◆ Document ◆
____

# comment nettoyer le lecteur d'un Imac G3



## dakar (22 Octobre 2009)

bonjour, j'ai donné il y a trois ans mon  Imac G3 Graphite 600  à ma soeur, qui a appris avec  à se servir d'un ordinateur ! et de Panther aussi...
Jusqu'à présent il marche toujours fort bien ! c'est un sacré matériel, quand même...c'est un iMac rond et bleu,  de juin 2002.
Mais voilà qu' à force d' insérer des CD dans la fente sur la face avant, le lecteur ne veut plus fonctionner ; je pense qu'il doit y avoir soit de la poussière dedans, soit des bribes de cette espèce de fourrure qui entoure l'entrée du lecteur.  A moins qu'il ne soit devenu  HS... ! 
Question : quelqu'un pourrait-il me dire comment  faire pour ouvrir le Mac, et nettoyer le lecteur ? si c'est faisable... 
Merci !


----------



## Pascal 77 (22 Octobre 2009)

Le plus simple reste de souffler dedans par la fente au moyen d'une bombe d'air sec !

Pour la "fourrure"D), il arrive parfois qu'un CD en entraine une bande avec lui, elle se coince alors dans le fond, empêchant le CD d'atteindre sa position de lecture, ça m'est arrivé sur un iBook. Dans ce cas, faut ouvrir le Mac, sortir le lecteur, puis ouvrir le lecteur pour sortir la chose, pas simple si tu n'es pas familiarisé avec ce genre de démontage. Dans ce cas, un graveur externe Fw400 serait peut-être une solution plus simple !

En tout état de cause, les iMac, dans leur aspect "matériel", ne relèvent pas de "Classic Mac, il y a un forum pour les Mac de bureau pourvus de PPC G3/4/5, ici, on ne dépasse pas le 604ev. On déménage.


----------



## dakar (24 Octobre 2009)

Pascal 77, merci pour la réponse, qui ne m'aide pas...!
j'ai éliminé l'idée de la bombe because comme elle souffle de l'air DANS le lecteur, elle risque de faire partir les brides de tissu éventuels dans tout l'intérieur de l'Imac... idem s'il y a de la poussière qui bloque le lecteur...

____

◆ Extrait des données ◆
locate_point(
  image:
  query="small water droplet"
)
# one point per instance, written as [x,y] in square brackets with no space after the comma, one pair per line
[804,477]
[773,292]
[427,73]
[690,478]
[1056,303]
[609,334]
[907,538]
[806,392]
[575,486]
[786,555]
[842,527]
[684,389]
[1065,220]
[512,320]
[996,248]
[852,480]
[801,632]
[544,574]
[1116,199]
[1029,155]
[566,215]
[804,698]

____

◆ Consignes ◆
1) Dans le document sur le nettoyage du lecteur d'un iMac G3, quelle solution Pascal 77 présente-t-il comme la plus simple ?
2) Poursuivez le document sur le nettoyage du lecteur d'un iMac G3 à partir de son dernier message.

◆ Réponses finales ◆
1) Souffler dans le lecteur par la fente avec une bombe d'air sec.

2)
Donc comme avec un aspi je ne peux pas rentrer dans la machine... (!), il ne me reste comme solution que de soulever la coque bleue et de regarder  à l'intérieur pour faire le nettoyage, ce que je peux certainement faire...
 ma question était : comment ouvrir le capot ???? pour accéder à l'intérieur.


----------



## Pascal 77 (24 Octobre 2009)

dakar a dit:


> j'ai éliminé l'idée de la bombe because comme elle souffle de l'air DANS le lecteur, elle risque de faire partir les brides de tissu éventuels dans tout l'intérieur de l'Imac... idem s'il y a de la poussière qui bloque le lecteur...



Pas du tout, de ce point de vue, le lecteur est étanche vis à vis du reste de l'intérieur du Mac, l'air soufflé au milieu de la fente ressort, pour l'essentiel par ses côtés, le lecteur est complètement fermé côté interne !

Par ailleurs, ouvrir le Mac ne t'avancera pas, c'est le lecteur qu'il faudrait ouvrir, une fois sorti du Mac, et là, c'est opération à haut risque !


----------



## patrick jean-jacques (25 Octobre 2009)

1/ démontage:
*http://www.sterpin.net/imacslotin.htm*
voilà, c'est là que j'ai appris l'art du démontage des Imac G3
ensuite achat lecteur :
2/
*http://informatique-pda.shop.ebay.fr/*
ou P.A ici même et ailleurs,
bonne chance,
Patrick JJ


----------



## dakar (26 Octobre 2009)

merci à tous les deux ; je vais donc essayer le coup de la bombe !!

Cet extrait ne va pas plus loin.